Article:
━━━━━━━━━━━━━━━━━━━━
Revised: **Pandas 3: Visualization and Reporting plotting plus matplotlib, jinja**

**Meta-Goal: thought process and elicidating functionality**

### Today's Modules

* Jupyter and Friends: ecosystem 
* Recall from Session III: CAS Triangle Data and Triangles
* Average Loss Ratio by Year by Line Exhibit 
* Simple plotting: Bar Chart, Line Plot, and Histogram 
* Make a Triangle and Develop 
* PPB - Poor Person's Bootstrap 
* Advanced graphics 
* Jinja templates and automating workflow
* ...with some scattered regular expressions 

Google `geopandas` = mapping, GIS extension to Pandas


## Jupyter and Friends

* **Jupyter** = **Ju**lia, **Pyt**hon and **R**
* Project Jupyter is a nonprofit organization created to "develop open-source software, open-standards, and services for interactive computing across dozens of programming languages."
* **JupyterLab** is the next-generation user interface for Project Jupyter. It offers all the familiar building blocks of the classic Jupyter Notebook (notebook, terminal, text editor, file browser, rich outputs, etc.) in a flexible and powerful user interface. The first stable release was announced on February 20, 2018.
* **Colaboratory** (also known as **Colab**) is a free Jupyter notebook environment that runs in the cloud and stores its notebooks on Google Drive
* **IPython** (Interactive Python) is a command shell for interactive computing in multiple programming languages, originally developed for the Python programming language, that offers introspection, rich media, shell syntax, tab completion, and history

*wikipedia.org*

## Load Helpful Introspection Function 

In [None]:
def sdir(x, colwidth=80):
    """
━━━━━━━━━━━━━━━━━━━━
Tasks:
1) In the Pandas visualization session notes, on what date was the first stable release of JupyterLab announced?
2) Extend the Pandas visualization session notes from the point where they stop.

Listed entries:
━━━━━━━━━━━━━━━━━━━━
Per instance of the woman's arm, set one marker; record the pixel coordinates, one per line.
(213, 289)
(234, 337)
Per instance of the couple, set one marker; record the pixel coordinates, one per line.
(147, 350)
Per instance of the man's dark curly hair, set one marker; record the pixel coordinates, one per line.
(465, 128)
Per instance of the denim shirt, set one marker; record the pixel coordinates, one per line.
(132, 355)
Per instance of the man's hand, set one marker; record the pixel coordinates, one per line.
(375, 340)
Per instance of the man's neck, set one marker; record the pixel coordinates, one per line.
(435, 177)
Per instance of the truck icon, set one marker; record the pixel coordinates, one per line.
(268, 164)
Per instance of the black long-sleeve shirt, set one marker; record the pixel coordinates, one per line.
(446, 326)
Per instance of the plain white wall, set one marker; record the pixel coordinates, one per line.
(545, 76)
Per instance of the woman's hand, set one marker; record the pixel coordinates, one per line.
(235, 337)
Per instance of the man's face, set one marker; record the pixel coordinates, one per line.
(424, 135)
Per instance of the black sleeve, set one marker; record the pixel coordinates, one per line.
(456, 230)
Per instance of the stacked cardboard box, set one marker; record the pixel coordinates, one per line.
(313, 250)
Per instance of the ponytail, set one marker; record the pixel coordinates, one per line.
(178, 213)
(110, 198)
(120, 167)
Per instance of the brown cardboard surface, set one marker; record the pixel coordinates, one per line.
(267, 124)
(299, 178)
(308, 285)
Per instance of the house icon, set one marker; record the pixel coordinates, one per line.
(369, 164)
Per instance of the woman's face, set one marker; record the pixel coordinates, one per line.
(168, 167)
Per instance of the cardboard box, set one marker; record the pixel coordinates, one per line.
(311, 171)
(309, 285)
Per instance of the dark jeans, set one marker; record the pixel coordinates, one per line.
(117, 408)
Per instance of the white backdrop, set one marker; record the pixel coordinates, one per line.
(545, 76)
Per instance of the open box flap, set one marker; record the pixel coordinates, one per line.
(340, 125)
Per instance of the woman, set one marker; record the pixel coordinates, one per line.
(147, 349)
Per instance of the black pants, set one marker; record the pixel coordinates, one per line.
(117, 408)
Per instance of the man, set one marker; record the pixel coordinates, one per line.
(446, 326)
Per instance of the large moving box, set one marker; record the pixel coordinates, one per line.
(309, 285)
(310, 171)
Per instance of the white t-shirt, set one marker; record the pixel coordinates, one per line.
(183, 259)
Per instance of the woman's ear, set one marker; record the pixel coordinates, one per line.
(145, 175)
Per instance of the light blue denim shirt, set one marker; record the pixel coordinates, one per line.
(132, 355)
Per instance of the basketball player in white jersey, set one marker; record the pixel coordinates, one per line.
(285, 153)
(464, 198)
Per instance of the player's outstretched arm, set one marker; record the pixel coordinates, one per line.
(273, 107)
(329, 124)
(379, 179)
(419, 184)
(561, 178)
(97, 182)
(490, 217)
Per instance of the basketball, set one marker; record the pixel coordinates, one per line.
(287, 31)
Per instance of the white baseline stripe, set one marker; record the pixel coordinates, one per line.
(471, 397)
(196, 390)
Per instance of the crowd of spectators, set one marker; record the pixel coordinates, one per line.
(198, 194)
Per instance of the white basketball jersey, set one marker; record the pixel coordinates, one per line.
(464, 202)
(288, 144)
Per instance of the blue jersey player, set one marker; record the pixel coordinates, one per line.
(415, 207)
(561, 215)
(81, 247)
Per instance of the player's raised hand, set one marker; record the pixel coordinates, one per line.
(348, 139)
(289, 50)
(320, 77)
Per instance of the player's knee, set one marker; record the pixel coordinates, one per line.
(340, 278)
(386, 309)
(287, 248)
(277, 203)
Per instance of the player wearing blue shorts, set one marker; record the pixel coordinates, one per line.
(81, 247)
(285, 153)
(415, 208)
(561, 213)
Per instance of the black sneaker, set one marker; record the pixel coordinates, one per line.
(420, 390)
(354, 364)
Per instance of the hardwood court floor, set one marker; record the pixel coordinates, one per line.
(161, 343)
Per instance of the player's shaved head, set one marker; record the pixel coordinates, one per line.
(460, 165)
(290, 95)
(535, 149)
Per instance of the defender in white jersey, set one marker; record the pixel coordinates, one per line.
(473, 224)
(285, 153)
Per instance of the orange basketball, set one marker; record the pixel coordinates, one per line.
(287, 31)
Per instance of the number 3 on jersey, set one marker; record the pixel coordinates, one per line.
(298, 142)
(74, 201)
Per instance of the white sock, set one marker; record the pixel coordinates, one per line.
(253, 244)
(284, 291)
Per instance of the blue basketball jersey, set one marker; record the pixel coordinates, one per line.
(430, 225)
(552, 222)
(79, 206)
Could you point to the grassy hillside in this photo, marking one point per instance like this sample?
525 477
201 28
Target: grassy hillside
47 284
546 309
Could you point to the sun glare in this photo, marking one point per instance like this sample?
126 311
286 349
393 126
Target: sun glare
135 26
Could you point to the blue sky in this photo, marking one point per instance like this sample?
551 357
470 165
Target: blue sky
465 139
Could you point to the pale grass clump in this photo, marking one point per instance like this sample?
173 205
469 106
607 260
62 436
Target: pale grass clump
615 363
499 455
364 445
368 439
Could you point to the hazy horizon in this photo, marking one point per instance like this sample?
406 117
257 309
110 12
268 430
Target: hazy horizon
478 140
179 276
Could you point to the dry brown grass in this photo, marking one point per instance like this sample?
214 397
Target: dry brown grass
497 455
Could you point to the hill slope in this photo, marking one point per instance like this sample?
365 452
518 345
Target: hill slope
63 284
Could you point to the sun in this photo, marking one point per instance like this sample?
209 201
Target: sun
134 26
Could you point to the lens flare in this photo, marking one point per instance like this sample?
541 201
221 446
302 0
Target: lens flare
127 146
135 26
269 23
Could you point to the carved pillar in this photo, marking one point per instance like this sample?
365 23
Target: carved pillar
━━━━━━━━━━━━━━━━━━━━
Answers to each task:
1) February 20, 2018.

2)
    Directory of useful elements, wrapped
    """
    from textwrap import fill
    l = [i for i in dir(x) if i[0] != '_']
    mx = max(map(len, l))
    mx += 2
    fs = f'{{:<{mx:d}s}}'
    l = [fs.format(i) for i in l if i[0] != '_']
    print(fill('\t'.join(l), colwidth))
    
sdir(int, 40)

## Read in CAS Data

Direct from URL!

masterdata version contains trivial adjusments to Brian's dataset

Call something else to avoid re-calling

`df.head().T` often shows more useful information 

In [None]:
import pandas as pd
url = 'http://www.mynl.com/RPM/masterdata.csv'
df_triangle_0 = pd.read_csv(url)
df_triangle_0.head().T

## Add Lag and Subset: Don't Cheat

Work on a copy 

Virtues of zero based lag...

`filter` to view a subset of columns 

`query` to subset rows, SQL like 

In [None]:
df_triangle = df_triangle_0.copy()
df_triangle['Lag'] -= 1
df_triangle = df_triangle.query(' AY + Lag <= 1997 ')
df_triangle.filter(regex='AY|Lag|GR|Loss').query('Lag == 9 and  UltIncLoss > 10 ').head(10)

In [None]:
df_triangle.describe().T

In [None]:
df_triangle['Line'].unique()

In [None]:
for c in ['AY', 'DY', 'Lag', 'Line', 'GRName']:
    u = df_triangle[c].unique()
    print(f'{c} has {len(u)} unique values, {"" if len(u)<20 else "starting"}\n {u[:20]}\n')

In [None]:
x = 123456.789012
print(f'{x}\n{x:.3f}\n{x:0,.1f}\n{x:13.4f}')

## Summarize and Plot

Histograms, scatter plot and bar charts

Avg loss ratio by line 

Largest companies by line

Work with Lag == 9 (ultimate) observations to avoid double counting  

Etc.

In [None]:
# extract subset 
bit = df_triangle.query('DY == 1997')[['GRName', 'Line', 'AY', 'UltIncLoss', 'EarnedPrem']]

# add loss ratio 
bit['LR'] = bit.UltIncLoss / bit.EarnedPrem

# sort values 
bit = bit.sort_values(['Line', 'EarnedPrem'], ascending=[True, False])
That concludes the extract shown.